* TASK:
Reproduce word for word the part of the passage on the captive audience doctrine that begins at the words "In CCBR, the" and stops after the words "viewers or listeners.".

* READING TEXT:
* * *
While this doctrine has been the subject of academic discussion and jurisprudence in the United States, it has found little application in Canada. I have always found this puzzling. In my view, freedom from unwanted speech is a necessary corollary to the freedom to speak. If the underlying purpose of freedom of expression is to encourage a civil society in which everyone can freely participate as equals in the exchange of ideas without being made to feel marginalized, then precluding a listener’s freedom from unwanted speech distorts the careful equilibrium between the freedoms of both the speaker and listener:

…Much has been said and written, throughout the captive-audience controversy, on the relations between “freedom of speech” and “freedom from unwanted speech.” The question whether the former includes the latter, as a matter of sound construction, is a technical one of great difficulty. What is perfectly clear is that the claim to freedom from unwanted speech rests on grounds of high policy and on convictions of human dignity closely similar to if not identical with those classically brought forward in support of freedom of speech in the usual sense. Forced listening destroys and denies, practically and symbolically, that unfettered interplay and competition among ideas which is the assumed ambient of the communicating freedoms… (Charles L. Black Jr. “He Cannot Choose But Hear: The Plight of the Captive Auditor” (1953) Faculty Scholarship Series Paper 2585, at page 967

In CCBR, the Court endorsed the captive audience doctrine and cited with approval a passage from the case of Ontario (Attorney General) v Dieleman, 1994 CanLII 7509 (ON SC), 117 DLR (4th) 449, which explains the captive audience doctrine in the following terms (CCBR at para 57, citing Dieleman at para 640, which in turn quoted from Lehman v City of Shaker Heights, 418 US 298 (1974) at 306-7):

…if we are to turn a bus or streetcar into either a newspaper or a park, we take great liberties with people who because of necessity become commuters and at the same time captive viewers or listeners.
* * *
(Records taken from a dataset)
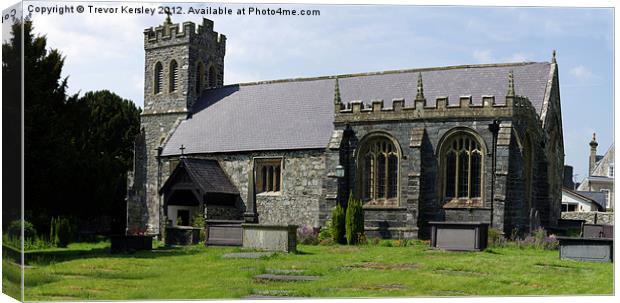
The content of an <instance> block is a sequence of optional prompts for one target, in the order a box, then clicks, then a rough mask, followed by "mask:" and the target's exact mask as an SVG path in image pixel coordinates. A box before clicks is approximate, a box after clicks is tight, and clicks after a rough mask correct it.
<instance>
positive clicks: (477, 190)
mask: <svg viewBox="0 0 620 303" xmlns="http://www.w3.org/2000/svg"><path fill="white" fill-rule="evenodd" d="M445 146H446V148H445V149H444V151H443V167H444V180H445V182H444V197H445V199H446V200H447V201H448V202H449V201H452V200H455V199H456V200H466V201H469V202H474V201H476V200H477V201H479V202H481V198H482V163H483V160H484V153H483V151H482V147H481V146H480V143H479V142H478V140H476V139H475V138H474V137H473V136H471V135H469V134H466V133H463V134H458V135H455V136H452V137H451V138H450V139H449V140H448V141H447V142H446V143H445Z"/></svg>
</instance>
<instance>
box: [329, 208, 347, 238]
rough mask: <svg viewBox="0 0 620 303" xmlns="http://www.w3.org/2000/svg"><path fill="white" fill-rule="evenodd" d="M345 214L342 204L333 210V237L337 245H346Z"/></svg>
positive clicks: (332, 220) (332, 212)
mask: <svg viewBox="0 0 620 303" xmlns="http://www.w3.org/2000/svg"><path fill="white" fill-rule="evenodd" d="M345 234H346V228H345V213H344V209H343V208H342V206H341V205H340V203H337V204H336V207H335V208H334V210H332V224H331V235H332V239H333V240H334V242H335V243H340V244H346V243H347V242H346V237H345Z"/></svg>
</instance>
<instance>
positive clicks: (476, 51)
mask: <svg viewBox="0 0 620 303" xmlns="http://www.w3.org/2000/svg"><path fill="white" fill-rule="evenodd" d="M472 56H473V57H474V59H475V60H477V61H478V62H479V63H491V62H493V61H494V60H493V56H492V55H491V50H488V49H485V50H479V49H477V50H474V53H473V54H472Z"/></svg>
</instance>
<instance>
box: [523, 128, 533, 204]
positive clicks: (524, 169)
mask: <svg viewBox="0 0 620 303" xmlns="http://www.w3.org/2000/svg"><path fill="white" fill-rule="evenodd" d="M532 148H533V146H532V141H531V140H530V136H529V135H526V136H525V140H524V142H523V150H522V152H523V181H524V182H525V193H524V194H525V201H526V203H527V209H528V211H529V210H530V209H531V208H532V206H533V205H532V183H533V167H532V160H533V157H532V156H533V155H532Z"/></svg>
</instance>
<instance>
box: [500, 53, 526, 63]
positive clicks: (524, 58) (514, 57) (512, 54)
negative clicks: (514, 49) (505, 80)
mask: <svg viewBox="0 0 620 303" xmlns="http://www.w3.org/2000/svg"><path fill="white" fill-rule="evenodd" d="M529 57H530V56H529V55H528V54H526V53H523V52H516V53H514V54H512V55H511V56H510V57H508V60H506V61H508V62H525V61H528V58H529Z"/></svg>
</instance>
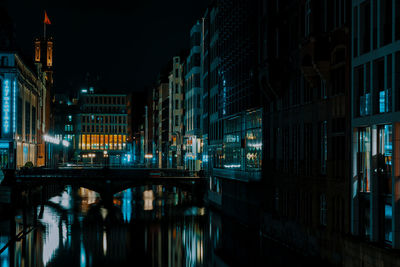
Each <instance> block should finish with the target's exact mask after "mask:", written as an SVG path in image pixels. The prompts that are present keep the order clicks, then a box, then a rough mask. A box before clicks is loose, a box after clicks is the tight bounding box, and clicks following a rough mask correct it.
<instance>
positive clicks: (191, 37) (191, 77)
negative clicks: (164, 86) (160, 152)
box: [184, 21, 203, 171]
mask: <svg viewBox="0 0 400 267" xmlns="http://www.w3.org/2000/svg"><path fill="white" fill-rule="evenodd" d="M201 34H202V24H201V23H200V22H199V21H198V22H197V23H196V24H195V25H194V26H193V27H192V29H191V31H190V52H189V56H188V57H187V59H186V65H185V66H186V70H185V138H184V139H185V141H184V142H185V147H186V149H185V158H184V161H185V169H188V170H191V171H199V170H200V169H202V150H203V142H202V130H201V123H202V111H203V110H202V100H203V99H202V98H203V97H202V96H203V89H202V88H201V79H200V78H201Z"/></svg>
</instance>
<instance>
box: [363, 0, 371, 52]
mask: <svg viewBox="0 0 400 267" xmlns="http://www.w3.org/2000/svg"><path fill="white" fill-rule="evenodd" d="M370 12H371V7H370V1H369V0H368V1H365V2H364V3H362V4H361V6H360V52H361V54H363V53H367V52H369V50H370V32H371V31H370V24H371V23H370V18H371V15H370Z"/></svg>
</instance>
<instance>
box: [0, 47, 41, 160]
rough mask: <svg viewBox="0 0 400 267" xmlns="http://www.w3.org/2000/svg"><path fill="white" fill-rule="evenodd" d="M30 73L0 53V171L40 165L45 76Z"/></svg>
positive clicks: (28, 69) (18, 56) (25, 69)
* * *
* TASK RESPONSE:
In CCBR, the Court endorsed the captive audience doctrine and cited with approval a passage from the case of Ontario (Attorney General) v Dieleman, 1994 CanLII 7509 (ON SC), 117 DLR (4th) 449, which explains the captive audience doctrine in the following terms (CCBR at para 57, citing Dieleman at para 640, which in turn quoted from Lehman v City of Shaker Heights, 418 US 298 (1974) at 306-7):

…if we are to turn a bus or streetcar into either a newspaper or a park, we take great liberties with people who because of necessity become commuters and at the same time captive viewers or listeners.